## Text extract

## begin

[mvapich-discuss] [mpich2-dev] Need a hint in debugging a problem that only affects a few machines in our cluster.

Mike Heinz michael.heinz at qlogic.com
Thu Jul 16 15:06:54 EDT 2009


Krishna - just to be clear, this isn't just a problem with the bw program, it happens with all mpi programs tested on these machines. For example, when testing osu_bw, it hangs in Waitall(), polling the Cq, similar to the way bw hung in Barrier().

--
Michael Heinz
Principal Engineer, Qlogic Corporation
King of Prussia, Pennsylvania

-----Original Message-----
From: Krishna Chaitanya Kandalla [mailto:kandalla at cse.ohio-state.edu]
Sent: Thursday, July 16, 2009 1:04 PM
To: Mike Heinz
Cc: mvapich-discuss at cse.ohio-state.edu
Subject: Re: [mvapich-discuss] [mpich2-dev] Need a hint in debugging a problem that only affects a few machines in our cluster.

Mike,
          Can you also try out mvapich2-1.4 RC1. We have added a bunch
of enhancements and bug-fixes in this version.

## end

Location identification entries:
## begin

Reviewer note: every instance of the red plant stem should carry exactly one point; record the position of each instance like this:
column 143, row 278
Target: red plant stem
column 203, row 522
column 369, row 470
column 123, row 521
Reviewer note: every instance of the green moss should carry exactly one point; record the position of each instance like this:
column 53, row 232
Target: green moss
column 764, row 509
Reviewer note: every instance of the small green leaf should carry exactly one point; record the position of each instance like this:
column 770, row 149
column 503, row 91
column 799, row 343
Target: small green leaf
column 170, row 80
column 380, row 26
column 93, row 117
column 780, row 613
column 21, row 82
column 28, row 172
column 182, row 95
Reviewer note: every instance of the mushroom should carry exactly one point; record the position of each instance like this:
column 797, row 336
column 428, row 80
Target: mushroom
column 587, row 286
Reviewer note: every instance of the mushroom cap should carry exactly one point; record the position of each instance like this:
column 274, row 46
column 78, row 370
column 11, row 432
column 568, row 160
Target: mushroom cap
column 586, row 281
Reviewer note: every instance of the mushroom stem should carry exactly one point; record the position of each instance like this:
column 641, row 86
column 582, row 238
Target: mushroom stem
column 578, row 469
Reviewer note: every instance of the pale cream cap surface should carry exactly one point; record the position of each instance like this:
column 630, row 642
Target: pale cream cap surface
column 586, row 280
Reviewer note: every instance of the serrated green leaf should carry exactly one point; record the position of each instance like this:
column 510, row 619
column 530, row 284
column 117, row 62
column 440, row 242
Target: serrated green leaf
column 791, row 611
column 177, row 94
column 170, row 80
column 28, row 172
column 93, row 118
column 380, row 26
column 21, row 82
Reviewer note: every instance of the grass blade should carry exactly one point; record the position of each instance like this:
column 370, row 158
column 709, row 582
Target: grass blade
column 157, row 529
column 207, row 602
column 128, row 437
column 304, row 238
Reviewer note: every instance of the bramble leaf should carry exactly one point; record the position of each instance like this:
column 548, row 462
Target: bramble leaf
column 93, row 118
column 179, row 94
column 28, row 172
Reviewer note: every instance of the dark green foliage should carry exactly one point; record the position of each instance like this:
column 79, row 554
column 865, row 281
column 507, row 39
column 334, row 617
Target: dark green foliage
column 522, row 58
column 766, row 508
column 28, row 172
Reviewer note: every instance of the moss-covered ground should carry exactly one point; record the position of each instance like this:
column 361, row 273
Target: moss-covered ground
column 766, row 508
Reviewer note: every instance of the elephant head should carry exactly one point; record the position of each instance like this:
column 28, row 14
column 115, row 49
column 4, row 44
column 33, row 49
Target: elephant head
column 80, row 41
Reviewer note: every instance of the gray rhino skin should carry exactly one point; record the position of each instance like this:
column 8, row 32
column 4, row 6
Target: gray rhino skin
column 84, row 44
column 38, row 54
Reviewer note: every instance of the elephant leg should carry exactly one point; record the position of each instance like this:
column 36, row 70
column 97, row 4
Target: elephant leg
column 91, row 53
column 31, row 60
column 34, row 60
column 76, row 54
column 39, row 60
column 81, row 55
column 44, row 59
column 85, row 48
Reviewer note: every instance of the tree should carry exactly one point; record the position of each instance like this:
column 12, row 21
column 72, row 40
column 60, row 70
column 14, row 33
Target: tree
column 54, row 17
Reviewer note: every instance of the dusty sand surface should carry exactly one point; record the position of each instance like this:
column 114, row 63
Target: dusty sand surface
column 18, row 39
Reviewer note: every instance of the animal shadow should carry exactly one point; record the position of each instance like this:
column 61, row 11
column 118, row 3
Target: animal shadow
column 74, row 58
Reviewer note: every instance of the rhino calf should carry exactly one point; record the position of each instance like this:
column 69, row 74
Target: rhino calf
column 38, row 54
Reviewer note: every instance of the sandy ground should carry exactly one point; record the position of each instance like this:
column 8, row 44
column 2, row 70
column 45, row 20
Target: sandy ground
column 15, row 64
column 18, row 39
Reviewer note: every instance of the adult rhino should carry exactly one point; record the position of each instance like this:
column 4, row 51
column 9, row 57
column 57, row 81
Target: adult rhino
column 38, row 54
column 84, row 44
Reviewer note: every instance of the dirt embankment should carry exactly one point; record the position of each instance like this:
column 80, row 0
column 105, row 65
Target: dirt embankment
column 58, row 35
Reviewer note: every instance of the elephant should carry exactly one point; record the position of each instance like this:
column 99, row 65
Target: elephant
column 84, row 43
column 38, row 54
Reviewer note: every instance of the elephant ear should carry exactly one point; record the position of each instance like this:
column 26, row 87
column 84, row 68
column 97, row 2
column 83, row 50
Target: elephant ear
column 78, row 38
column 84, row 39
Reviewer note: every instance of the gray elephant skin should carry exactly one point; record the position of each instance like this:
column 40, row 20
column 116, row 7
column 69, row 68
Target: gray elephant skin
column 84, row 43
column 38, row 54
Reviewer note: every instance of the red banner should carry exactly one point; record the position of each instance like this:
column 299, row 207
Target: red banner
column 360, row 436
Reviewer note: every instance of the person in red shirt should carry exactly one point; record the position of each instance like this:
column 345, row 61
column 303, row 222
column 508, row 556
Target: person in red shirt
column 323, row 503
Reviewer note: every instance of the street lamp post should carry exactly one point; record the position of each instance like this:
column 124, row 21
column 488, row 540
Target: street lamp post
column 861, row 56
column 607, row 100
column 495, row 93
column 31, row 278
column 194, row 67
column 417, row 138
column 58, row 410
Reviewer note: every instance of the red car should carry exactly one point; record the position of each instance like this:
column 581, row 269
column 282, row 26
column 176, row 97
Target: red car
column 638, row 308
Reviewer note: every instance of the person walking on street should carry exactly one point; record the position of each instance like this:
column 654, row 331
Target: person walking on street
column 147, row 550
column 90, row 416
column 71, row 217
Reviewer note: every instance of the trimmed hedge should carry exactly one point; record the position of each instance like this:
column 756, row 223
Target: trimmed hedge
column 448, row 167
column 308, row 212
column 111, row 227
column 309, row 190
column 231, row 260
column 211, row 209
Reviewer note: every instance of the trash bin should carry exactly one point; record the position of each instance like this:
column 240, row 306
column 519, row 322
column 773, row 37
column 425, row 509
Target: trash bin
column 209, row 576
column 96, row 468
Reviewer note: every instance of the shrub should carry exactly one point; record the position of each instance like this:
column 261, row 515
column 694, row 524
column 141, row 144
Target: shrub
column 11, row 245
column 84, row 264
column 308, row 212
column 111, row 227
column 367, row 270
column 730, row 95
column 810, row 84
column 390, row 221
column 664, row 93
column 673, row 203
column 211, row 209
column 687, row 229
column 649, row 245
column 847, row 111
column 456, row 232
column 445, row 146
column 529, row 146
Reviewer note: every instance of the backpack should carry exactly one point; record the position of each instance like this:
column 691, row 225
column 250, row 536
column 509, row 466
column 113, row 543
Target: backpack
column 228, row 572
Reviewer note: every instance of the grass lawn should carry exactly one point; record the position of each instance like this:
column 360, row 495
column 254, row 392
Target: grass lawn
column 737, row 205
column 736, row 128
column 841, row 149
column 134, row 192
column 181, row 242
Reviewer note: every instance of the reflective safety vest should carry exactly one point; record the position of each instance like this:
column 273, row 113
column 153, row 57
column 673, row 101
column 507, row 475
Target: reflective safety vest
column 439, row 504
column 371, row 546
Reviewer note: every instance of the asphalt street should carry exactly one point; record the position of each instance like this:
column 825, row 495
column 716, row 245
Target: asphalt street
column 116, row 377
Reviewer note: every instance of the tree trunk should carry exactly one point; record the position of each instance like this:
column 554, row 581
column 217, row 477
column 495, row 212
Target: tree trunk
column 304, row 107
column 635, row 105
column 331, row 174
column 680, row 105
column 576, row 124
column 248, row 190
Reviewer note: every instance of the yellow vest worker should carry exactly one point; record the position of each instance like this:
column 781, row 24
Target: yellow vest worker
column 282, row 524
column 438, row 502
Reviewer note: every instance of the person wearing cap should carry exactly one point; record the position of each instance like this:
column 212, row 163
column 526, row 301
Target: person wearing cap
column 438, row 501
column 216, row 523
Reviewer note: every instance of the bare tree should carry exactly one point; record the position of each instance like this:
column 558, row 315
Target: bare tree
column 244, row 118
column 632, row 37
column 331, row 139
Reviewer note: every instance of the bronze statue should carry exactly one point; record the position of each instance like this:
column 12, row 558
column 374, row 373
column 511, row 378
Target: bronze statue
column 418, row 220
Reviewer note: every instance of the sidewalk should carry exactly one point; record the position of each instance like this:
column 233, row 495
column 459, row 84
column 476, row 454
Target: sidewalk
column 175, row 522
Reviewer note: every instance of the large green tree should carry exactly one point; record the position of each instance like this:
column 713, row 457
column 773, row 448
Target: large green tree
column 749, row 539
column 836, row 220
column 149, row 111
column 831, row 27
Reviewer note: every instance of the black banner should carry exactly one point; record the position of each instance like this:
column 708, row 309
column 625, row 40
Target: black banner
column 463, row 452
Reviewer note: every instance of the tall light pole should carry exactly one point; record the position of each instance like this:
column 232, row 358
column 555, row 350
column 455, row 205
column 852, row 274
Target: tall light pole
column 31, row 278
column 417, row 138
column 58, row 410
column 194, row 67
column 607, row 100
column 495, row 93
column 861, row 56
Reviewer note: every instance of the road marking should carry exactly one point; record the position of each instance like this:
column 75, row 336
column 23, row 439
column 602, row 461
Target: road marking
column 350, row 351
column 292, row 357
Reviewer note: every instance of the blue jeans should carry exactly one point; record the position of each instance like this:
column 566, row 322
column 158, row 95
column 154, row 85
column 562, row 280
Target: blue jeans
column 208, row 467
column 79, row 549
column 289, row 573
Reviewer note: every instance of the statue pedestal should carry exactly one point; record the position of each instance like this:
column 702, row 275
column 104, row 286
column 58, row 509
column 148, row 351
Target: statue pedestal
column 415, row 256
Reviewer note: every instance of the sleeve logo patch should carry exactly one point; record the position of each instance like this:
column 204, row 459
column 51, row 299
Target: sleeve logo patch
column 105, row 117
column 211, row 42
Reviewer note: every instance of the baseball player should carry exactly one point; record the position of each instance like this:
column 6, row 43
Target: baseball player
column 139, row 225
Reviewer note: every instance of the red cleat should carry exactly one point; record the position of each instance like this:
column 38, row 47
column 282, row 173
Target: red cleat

## end

## The exercise
Pick up the mailing-list message about MPI programs hanging on a few cluster machines right after its last sentence, and continue it.

## Expected output
Thanks,
Krishna

Mike Heinz wrote:
> mvapich-1.1.0-3355.src.rpm
>
> mvapich2-1.2p1-1.src.rpm
>
>
> --
> Michael Heinz
> Principal Engineer, Qlogic Corporation
> King of Prussia, Pennsylvania
>
> -----Original Message-----
> From: Krishna Chaitanya Kandalla [mailto:kandalla at cse.ohio-state.edu]
> Sent: Thursday, July 16, 2009 12:34 PM
> To: Mike Heinz
> Cc: mvapich-discuss at cse.ohio-state.edu
> Subject: Re: [mvapich-discuss] [mpich2-dev] Need a hint in debugging a problem that only affects a few machines in our cluster.
>
> Mike,
>           Can you also let us know the version numbers of the mvapich2
> and mvapich1 stacks that you are using?
>
> Thanks,
> Krishna
>
> Mike Heinz wrote:
>
>> Krishna,
>>
>> What I'm saying is that if I run the program between A & D or A & C it works, but if I run it between A & B it silently hangs, never making progress. Meanwhile, I can run the same program between C & B and C & A, but runs between C & D silently hang without making progress. This problem only occurs with mvapich2, not with mvapich1 or openmpi. All other Infiniband operations appear to be working normally.
>>
>> This behavior is repeatable for those two pairs of machines ( A & B and C & D), but has not been seen on any other machines on the fabric, and we have not seen this on any other fabric - if I had to guess there's some kind of timing hole that's being exposed in very narrow conditions.
>>
>> The fabric in question is actually used to test software before we release it, so it contains a mix of Linux distros, but all machines are X86_64 architecture.
>>
>> For the stack traces I sent you, node 0 is a 8-way Xeon E5320 1.86 gHZ, node 1 is a 2-way Opteron running at 2.4 GHz.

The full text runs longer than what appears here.